What to produce: Extract every line from the records below that contains the word "keyword".

[Collected data]
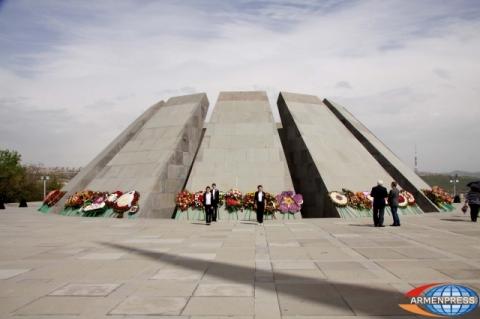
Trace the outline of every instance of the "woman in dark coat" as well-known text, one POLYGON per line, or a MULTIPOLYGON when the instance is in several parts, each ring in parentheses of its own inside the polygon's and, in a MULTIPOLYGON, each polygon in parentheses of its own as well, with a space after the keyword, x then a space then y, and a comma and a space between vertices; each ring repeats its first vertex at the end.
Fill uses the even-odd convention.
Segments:
POLYGON ((470 187, 470 191, 465 196, 465 206, 470 206, 470 217, 472 218, 472 222, 477 222, 478 218, 478 211, 480 209, 480 181, 469 183, 467 185, 470 187))

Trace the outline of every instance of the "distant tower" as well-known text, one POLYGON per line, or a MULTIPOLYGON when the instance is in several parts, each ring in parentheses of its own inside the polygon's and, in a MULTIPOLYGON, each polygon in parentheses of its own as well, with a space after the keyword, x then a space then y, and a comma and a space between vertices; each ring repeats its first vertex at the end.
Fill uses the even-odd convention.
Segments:
POLYGON ((415 173, 418 174, 417 143, 415 143, 414 165, 415 165, 415 173))

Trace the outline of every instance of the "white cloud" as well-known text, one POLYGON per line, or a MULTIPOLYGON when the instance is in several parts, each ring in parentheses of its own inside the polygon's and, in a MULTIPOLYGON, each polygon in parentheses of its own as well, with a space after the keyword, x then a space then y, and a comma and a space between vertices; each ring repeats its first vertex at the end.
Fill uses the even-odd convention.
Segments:
POLYGON ((36 50, 15 44, 17 29, 0 31, 11 54, 0 96, 24 98, 15 112, 0 104, 2 118, 30 115, 3 129, 0 145, 27 161, 85 165, 160 99, 207 92, 213 105, 221 90, 264 89, 272 103, 285 90, 345 104, 409 163, 416 142, 421 169, 480 170, 475 3, 15 1, 0 10, 7 21, 25 13, 48 43, 36 50), (67 118, 26 138, 49 110, 67 118))

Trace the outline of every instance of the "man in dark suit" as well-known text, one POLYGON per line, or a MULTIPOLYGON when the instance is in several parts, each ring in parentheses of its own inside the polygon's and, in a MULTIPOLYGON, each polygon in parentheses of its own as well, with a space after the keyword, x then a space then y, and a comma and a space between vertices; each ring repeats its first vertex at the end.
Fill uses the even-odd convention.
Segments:
POLYGON ((207 223, 207 225, 210 225, 210 223, 212 222, 212 205, 212 192, 210 191, 210 186, 207 186, 205 192, 203 193, 203 208, 205 209, 205 222, 207 223))
MULTIPOLYGON (((217 189, 217 184, 212 184, 212 209, 213 209, 213 221, 217 221, 218 215, 218 203, 220 201, 220 192, 217 189)), ((220 217, 220 216, 218 216, 220 217)))
POLYGON ((385 214, 385 198, 388 197, 388 192, 383 187, 383 181, 378 181, 377 186, 372 188, 370 196, 373 197, 373 224, 375 227, 385 227, 383 225, 383 215, 385 214))
POLYGON ((254 199, 255 211, 257 212, 257 222, 263 224, 263 213, 265 212, 265 193, 262 185, 258 185, 254 199))
POLYGON ((398 217, 398 199, 400 190, 397 188, 397 182, 392 182, 392 189, 388 193, 388 205, 392 212, 393 224, 390 226, 400 226, 400 218, 398 217))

Your solution:
Trace the outline of every instance of the "woman in dark coat" as well-known text, one POLYGON per line, or a MULTIPOLYGON when the instance is in several parts, each ring in parentheses of its own inside the polygon's and, in a MULTIPOLYGON, each polygon in parentheses of its own as well, with a space after the keyword, x then a space then y, and a comma and a space between vertices; each ring repeats its first vertex at the end.
Trace the outline of every instance of the "distant tower" as well-known text, one POLYGON per line, or a MULTIPOLYGON when the instance is in several parts, each ring in parentheses of its own inside the polygon's and, in a MULTIPOLYGON, each polygon in parentheses of its own as well, with a space after the keyword, x then a space then y, and a comma and a space between vertices; each ring repeats its first vertex at the end.
Trace the outline of every instance of the "white cloud" as well-known text, one POLYGON per line, or a MULTIPOLYGON when the instance is in several parts, each ring in parentheses of its own inside the polygon's and, in a MULTIPOLYGON, each polygon in parentheses of its own as well, with a space after the keyword, x then a space then y, and a comma and a space between vertices; each ring repeats its first vertex at the end.
Trace the outline of every instance of the "man in dark suit" as well-known text, one POLYGON per line, or a MULTIPOLYGON when the instance is in several parts, each ring in parentheses of its own inside the polygon's and, in a MULTIPOLYGON, each polygon in parentheses of its own as well, with a space after the keyword, x then a space then y, and a comma and a space between vertices; each ring repeats its first vertex at the end.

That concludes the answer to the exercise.